• **PROVIDED TEXT**:
☆ ☆ ☆ ☆ ☆

Maryland’s spending panel on Wednesday is set to award more than $8.7 million to three recently exonerated men who spent more than 100 combined years in prison. The Board of Public Works, which is chaired by Gov. Larry Hogan, is set to award about $2.9 million to Alfred Chestnut, Andrew Stewart Jr. and Ransom Watkins, who were formally cleared last year of the notorious 1983 murder of a Baltimore junior high school student over a Georgetown basketball jacket. Baltimore City State’s Attorney Marilyn Mosby said Chestnut, Stewart and Watkins are innocent of a 37-year-old murder of DeWitt Duckett, a ninth grader at Harlem Park Junior High School, who was shot in his neck inside the West Baltimore school. Mosby said the detective and prosecutor in 1983 coached and coerced the testimony of four students who identified Chestnut, Stewart and Watkins as the killers — and the students later recanted that testimony. Baltimore prosecutors now say police discounted interviews from other students who identified another person as the killer. Chestnut, Stewart and Watkins are the latest prisoners exonerated by a partnership between Mosby’s conviction integrity unit and two nonprofit innocence projects. The state payouts are the latest in a series of moves from the Board of Public Works, which is composed of Hogan, Comptroller Peter Franchot and Treasurer Nancy K. Kopp, to compensate exonerated prisoners for their years behind bars. In the fall, the board approved about $9 million for five men who were wrongly convicted and imprisoned for decades, The board awarded payments of $78,916 per year served by the men — Jerome Johnson, Lamar Johnson, Walter Lomax, Clarence Shipley and Hubert James Williams — because it represents a five-year average of the state’s median household income."

☆ ☆ ☆ ☆ ☆

• **MATERIAL**:

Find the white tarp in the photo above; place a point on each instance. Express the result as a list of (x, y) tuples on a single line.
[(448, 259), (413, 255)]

☆ ☆ ☆ ☆ ☆

• **EXERCISE REQUIREMENTS**: In the article on Maryland's payments to exonerated men, why did the board pay $78,916 for each year served? Answer in one to three sentences. The lines after the article are separate material with no connection to it.

• **RESULT OF THE EXERCISE**: The board set the payment at $78,916 per year served because that figure represents a five-year average of the state's median household income.